Count the lines in the rows below that contain the word "beige". Reply with the number alone.

[Source data]
::::::::
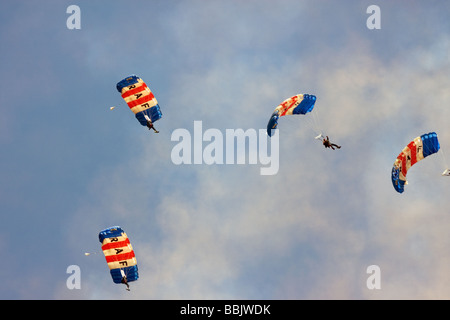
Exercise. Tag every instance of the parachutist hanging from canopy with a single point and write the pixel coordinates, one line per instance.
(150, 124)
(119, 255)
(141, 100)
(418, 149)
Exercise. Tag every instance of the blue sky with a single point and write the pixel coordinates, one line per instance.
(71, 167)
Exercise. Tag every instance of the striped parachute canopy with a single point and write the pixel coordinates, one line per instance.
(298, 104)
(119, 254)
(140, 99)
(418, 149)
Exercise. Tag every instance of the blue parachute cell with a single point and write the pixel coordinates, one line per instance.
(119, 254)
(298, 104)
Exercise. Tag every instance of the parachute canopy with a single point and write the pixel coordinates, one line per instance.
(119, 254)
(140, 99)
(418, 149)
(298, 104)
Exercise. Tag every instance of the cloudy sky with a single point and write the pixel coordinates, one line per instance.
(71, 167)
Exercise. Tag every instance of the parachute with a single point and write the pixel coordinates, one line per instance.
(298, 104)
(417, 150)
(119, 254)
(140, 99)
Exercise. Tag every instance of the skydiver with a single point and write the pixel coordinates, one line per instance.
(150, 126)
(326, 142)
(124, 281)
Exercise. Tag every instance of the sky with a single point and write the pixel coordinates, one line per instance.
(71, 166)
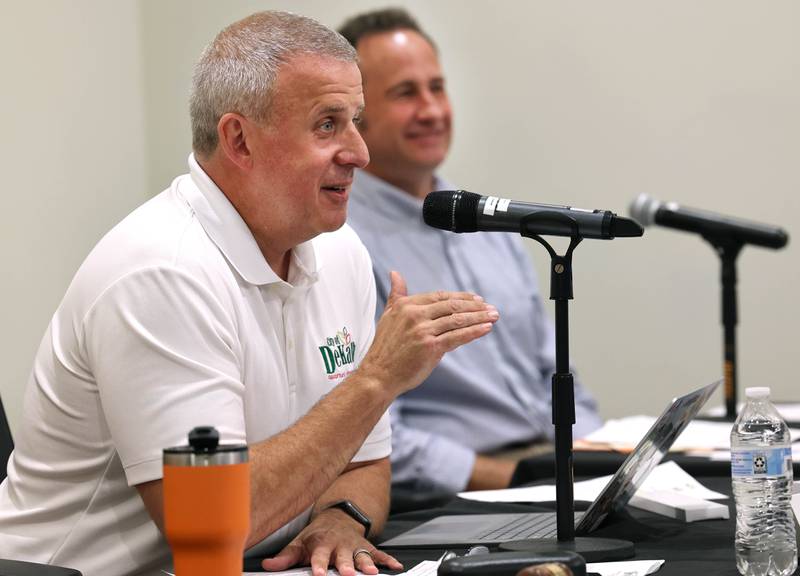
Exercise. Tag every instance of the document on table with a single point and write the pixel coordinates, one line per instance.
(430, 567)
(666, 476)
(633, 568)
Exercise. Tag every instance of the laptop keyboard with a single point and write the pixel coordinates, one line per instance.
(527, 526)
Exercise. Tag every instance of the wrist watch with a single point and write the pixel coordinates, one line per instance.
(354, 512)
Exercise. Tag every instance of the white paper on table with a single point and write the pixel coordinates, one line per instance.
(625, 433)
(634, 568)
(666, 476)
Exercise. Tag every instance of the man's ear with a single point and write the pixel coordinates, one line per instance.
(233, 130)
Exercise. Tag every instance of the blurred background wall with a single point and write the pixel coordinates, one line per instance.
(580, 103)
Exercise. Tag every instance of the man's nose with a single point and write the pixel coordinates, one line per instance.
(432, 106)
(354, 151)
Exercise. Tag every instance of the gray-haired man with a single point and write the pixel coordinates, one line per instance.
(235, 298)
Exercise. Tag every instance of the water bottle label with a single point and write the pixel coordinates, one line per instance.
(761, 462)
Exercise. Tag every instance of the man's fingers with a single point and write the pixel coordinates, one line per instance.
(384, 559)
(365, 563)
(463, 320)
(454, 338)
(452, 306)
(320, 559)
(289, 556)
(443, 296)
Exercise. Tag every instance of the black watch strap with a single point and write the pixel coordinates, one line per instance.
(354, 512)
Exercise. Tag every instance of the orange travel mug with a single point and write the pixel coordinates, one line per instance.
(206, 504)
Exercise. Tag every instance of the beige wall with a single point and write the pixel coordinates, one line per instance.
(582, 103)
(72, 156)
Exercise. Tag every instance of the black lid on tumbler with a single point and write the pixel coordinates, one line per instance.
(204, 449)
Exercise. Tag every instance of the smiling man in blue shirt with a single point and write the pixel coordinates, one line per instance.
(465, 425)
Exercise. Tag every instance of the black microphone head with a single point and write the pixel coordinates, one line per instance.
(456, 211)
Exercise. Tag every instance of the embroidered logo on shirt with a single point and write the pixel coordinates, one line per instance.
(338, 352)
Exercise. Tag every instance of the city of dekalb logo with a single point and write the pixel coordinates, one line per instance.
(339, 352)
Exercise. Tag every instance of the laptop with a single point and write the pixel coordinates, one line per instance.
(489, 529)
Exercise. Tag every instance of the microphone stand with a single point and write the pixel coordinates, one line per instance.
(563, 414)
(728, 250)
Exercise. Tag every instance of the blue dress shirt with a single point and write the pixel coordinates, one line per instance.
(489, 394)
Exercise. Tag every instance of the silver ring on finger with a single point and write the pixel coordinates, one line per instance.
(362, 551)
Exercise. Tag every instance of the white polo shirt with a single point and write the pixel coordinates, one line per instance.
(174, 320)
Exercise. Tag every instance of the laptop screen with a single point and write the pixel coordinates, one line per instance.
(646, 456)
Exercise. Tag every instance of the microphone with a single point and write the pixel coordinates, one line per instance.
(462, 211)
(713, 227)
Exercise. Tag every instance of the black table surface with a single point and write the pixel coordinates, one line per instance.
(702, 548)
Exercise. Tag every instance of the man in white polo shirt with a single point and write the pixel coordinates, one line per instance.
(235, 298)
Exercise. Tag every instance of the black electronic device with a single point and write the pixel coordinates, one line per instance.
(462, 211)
::::::::
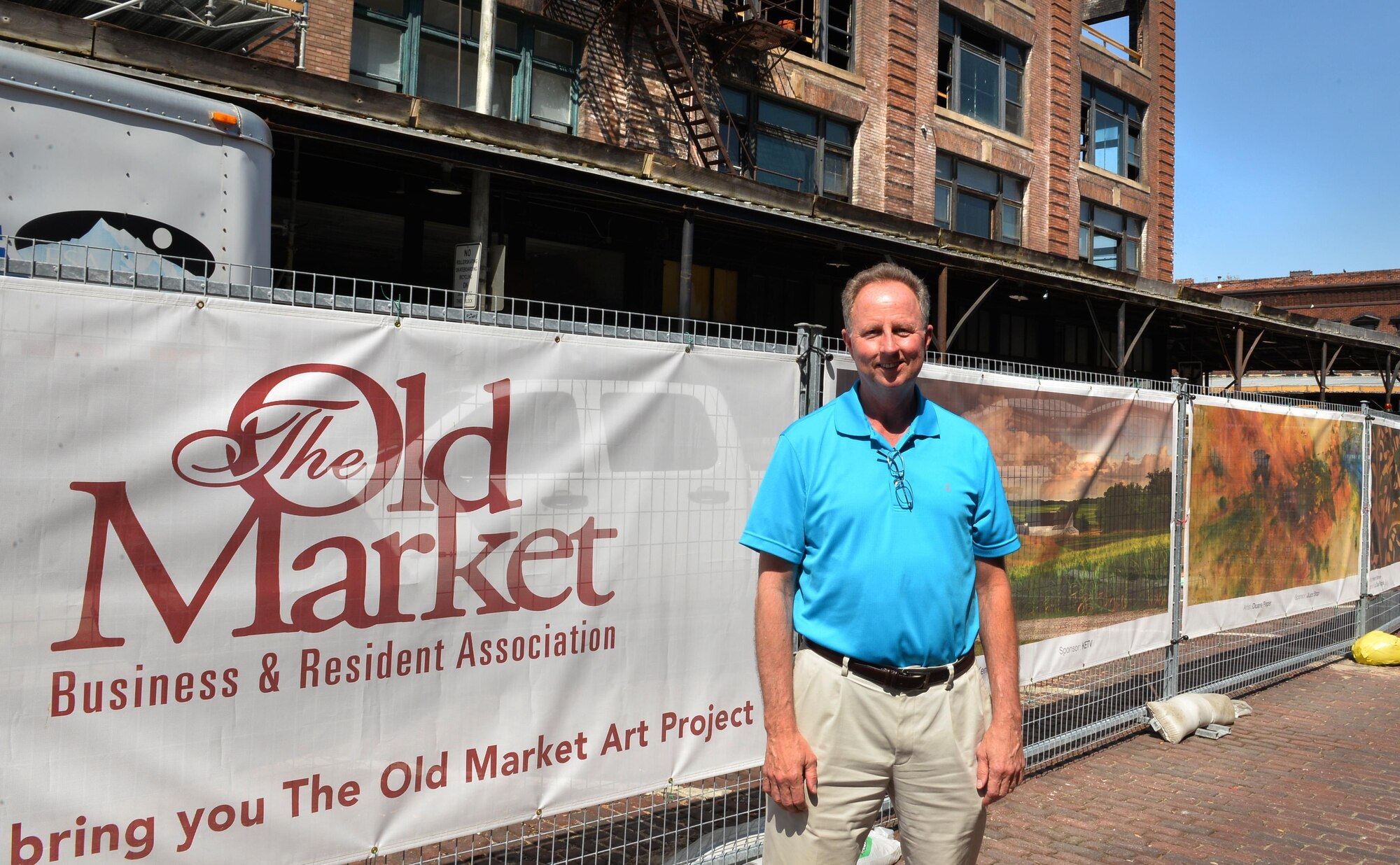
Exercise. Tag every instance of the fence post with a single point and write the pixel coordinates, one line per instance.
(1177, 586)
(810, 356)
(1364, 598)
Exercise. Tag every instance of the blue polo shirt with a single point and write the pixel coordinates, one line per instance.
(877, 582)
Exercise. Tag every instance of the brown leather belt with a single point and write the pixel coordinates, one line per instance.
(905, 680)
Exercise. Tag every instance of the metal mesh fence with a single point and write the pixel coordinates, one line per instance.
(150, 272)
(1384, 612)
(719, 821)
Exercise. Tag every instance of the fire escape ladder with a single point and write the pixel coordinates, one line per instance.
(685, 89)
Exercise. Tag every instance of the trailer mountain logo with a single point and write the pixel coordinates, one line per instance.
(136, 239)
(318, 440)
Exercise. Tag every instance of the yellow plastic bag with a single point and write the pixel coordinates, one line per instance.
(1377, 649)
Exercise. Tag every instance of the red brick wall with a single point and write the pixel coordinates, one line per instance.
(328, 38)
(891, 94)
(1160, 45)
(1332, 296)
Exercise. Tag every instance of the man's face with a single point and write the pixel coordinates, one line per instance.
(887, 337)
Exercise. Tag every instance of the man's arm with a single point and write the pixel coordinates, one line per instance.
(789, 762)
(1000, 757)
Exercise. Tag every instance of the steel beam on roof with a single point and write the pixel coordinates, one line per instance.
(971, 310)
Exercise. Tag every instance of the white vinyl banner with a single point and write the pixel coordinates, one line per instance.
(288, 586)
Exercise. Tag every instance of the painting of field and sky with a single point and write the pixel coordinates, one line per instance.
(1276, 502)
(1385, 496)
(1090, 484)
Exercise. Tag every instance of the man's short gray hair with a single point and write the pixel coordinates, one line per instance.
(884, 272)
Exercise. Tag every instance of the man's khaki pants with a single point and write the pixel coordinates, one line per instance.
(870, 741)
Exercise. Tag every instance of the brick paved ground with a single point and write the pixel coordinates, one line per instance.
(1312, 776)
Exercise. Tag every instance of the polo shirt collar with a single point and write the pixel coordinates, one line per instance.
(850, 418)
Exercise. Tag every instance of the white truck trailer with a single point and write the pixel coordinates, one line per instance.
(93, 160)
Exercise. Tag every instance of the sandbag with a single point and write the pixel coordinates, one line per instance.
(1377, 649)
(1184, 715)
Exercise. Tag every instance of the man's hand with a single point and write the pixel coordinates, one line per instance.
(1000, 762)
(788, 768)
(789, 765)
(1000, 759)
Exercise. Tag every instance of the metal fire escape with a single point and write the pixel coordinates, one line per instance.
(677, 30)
::::::::
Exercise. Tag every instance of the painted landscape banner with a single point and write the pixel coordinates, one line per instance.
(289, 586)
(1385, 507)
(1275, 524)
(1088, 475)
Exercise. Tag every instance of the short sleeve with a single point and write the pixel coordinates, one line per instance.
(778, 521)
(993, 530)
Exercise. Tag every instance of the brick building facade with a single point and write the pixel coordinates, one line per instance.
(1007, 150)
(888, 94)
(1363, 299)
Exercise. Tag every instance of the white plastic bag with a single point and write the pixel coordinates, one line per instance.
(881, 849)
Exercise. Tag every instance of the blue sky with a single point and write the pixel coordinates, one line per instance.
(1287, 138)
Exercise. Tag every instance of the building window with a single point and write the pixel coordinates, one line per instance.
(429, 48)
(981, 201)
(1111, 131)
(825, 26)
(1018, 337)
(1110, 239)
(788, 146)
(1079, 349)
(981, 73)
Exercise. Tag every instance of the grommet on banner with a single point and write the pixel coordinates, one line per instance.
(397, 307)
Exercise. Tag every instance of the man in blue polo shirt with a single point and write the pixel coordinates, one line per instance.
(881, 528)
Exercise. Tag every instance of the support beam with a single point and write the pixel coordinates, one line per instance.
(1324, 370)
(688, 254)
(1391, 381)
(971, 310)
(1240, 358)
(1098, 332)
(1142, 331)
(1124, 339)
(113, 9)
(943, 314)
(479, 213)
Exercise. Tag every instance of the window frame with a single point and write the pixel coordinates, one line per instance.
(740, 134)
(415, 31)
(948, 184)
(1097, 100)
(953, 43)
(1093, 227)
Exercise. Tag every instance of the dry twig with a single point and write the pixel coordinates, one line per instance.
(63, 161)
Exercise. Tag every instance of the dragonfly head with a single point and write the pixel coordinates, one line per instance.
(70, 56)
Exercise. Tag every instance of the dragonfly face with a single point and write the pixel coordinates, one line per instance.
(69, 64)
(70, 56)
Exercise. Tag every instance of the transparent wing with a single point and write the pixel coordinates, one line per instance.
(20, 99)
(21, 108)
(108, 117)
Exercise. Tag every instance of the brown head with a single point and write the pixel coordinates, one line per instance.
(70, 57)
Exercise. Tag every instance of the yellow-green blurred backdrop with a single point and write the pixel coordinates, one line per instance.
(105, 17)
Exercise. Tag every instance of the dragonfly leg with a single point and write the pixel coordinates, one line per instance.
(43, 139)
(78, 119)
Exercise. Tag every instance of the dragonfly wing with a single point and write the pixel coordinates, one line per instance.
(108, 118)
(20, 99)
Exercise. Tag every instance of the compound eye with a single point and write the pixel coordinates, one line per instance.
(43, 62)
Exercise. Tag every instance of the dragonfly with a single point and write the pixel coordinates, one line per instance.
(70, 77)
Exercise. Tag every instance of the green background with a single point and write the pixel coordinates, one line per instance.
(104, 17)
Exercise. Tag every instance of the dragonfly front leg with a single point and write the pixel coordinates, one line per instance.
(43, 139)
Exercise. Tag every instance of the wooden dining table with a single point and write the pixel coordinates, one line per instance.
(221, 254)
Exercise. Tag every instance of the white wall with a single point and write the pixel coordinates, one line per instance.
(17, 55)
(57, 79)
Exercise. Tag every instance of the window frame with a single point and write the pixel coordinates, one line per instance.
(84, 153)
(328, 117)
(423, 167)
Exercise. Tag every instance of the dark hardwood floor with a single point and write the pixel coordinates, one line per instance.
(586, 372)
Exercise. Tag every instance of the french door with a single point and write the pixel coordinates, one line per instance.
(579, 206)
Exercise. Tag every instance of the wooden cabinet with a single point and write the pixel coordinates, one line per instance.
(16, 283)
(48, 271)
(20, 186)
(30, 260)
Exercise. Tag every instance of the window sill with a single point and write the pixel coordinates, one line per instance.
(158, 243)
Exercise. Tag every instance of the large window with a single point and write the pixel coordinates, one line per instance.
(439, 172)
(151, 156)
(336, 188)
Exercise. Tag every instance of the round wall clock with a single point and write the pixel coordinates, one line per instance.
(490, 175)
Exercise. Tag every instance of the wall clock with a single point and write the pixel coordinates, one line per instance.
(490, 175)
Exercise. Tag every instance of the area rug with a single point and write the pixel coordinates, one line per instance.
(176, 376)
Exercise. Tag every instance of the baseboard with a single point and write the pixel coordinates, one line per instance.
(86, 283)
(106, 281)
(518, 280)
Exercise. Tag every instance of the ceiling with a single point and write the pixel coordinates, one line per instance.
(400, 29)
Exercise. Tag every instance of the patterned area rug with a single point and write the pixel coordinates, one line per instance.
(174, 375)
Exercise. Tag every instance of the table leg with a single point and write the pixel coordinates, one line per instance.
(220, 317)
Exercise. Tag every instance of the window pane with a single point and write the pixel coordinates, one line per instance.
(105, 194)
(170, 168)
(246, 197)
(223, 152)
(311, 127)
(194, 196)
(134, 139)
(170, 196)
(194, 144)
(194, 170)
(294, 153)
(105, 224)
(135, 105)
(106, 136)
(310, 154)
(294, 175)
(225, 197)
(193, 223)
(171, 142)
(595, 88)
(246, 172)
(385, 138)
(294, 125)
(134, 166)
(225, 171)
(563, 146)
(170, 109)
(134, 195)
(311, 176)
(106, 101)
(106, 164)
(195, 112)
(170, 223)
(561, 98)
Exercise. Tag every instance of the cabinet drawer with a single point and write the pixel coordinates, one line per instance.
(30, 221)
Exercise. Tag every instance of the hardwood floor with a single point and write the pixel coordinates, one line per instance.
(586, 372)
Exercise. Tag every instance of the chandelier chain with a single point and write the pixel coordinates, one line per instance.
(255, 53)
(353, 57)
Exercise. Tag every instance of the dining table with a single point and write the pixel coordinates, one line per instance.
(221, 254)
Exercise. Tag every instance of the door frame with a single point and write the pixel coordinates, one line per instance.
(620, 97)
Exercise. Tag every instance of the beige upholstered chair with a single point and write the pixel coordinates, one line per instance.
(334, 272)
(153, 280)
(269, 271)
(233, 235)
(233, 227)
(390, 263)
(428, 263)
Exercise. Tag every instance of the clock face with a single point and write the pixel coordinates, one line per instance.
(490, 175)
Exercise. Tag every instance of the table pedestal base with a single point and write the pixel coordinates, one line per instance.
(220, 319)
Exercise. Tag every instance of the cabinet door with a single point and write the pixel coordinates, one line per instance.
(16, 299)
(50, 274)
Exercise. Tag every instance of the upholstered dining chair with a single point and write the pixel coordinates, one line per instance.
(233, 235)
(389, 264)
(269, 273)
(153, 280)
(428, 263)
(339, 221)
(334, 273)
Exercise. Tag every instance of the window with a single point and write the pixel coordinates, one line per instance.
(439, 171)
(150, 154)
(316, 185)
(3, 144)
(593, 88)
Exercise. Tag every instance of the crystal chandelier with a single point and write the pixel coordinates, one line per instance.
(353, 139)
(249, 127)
::::::::
Correct output → 2